## Data shown
%%

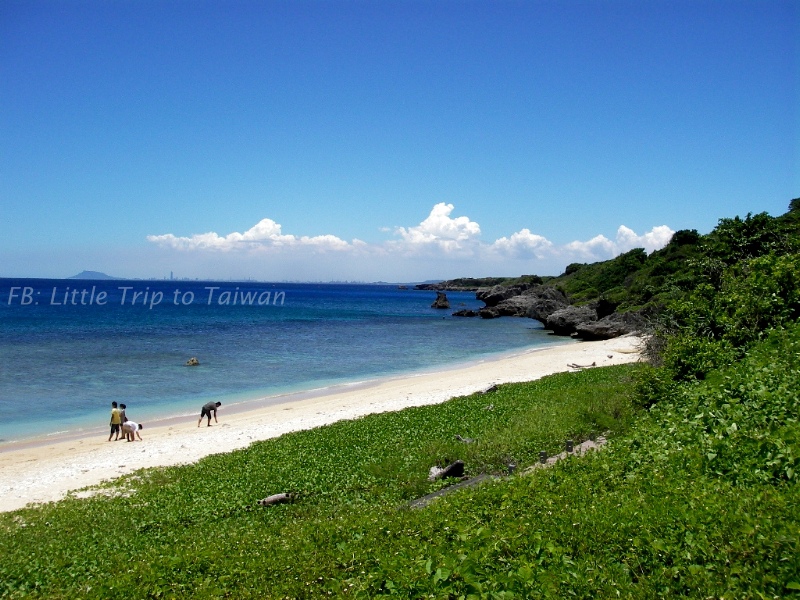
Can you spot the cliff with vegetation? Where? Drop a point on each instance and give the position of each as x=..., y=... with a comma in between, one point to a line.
x=695, y=494
x=609, y=298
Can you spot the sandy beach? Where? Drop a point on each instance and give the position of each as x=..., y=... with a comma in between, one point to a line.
x=48, y=471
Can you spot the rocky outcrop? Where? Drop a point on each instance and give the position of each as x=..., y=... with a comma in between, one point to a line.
x=611, y=326
x=532, y=301
x=489, y=312
x=455, y=469
x=595, y=321
x=494, y=295
x=566, y=320
x=441, y=301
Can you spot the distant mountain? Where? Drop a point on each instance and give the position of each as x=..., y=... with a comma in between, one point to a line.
x=92, y=275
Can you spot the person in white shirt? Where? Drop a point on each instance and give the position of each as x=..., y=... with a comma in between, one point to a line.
x=131, y=428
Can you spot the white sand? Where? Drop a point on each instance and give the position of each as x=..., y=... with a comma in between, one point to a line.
x=49, y=471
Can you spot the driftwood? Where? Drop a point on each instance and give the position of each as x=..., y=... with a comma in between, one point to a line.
x=455, y=469
x=576, y=366
x=276, y=499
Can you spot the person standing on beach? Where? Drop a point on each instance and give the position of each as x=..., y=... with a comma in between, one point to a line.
x=131, y=428
x=115, y=421
x=206, y=411
x=122, y=417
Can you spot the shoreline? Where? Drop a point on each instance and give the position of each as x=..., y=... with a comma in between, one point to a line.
x=48, y=469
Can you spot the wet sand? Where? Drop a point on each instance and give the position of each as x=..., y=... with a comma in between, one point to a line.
x=47, y=470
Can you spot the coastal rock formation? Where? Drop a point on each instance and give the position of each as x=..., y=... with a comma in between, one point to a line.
x=532, y=301
x=441, y=301
x=494, y=295
x=455, y=469
x=595, y=321
x=611, y=326
x=566, y=320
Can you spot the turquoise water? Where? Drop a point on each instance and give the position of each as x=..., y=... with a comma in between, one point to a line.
x=68, y=348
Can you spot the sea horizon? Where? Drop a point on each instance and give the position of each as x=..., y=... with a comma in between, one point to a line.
x=69, y=347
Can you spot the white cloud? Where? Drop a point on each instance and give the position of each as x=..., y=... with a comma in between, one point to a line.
x=598, y=248
x=602, y=248
x=655, y=239
x=523, y=244
x=440, y=231
x=440, y=246
x=264, y=234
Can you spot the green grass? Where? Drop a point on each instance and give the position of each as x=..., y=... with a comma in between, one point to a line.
x=679, y=503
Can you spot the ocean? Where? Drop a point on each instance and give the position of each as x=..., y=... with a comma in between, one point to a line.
x=70, y=347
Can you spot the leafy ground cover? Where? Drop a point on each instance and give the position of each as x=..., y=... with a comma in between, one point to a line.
x=696, y=497
x=696, y=494
x=194, y=530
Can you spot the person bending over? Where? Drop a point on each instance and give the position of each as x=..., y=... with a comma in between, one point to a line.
x=206, y=411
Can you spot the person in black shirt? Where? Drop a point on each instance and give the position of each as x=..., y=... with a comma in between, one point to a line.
x=206, y=411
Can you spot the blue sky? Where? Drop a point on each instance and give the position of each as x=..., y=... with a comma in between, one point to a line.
x=391, y=140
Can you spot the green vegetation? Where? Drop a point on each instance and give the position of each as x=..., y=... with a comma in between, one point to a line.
x=695, y=495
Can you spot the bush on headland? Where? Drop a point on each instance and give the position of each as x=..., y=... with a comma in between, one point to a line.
x=695, y=495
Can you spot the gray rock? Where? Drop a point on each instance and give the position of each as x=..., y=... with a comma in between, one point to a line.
x=566, y=320
x=494, y=295
x=612, y=326
x=441, y=301
x=535, y=302
x=489, y=312
x=455, y=469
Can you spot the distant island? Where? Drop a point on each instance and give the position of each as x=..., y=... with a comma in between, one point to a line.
x=92, y=275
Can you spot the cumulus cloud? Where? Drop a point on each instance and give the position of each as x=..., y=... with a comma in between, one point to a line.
x=655, y=239
x=264, y=234
x=523, y=244
x=602, y=248
x=437, y=243
x=440, y=231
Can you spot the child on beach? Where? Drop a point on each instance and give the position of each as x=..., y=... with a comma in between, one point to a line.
x=115, y=421
x=122, y=418
x=130, y=428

%%

## Exercise objective
From the listing above, copy out word for word the part that opens with the line containing "Can you spot the turquoise" and closes with the line containing "x=68, y=348", both of those lines included.

## Complete response
Can you spot the turquoise water? Where? Drop a point on each instance and give the position of each as x=..., y=... with a comma in between, one point to a line.
x=68, y=348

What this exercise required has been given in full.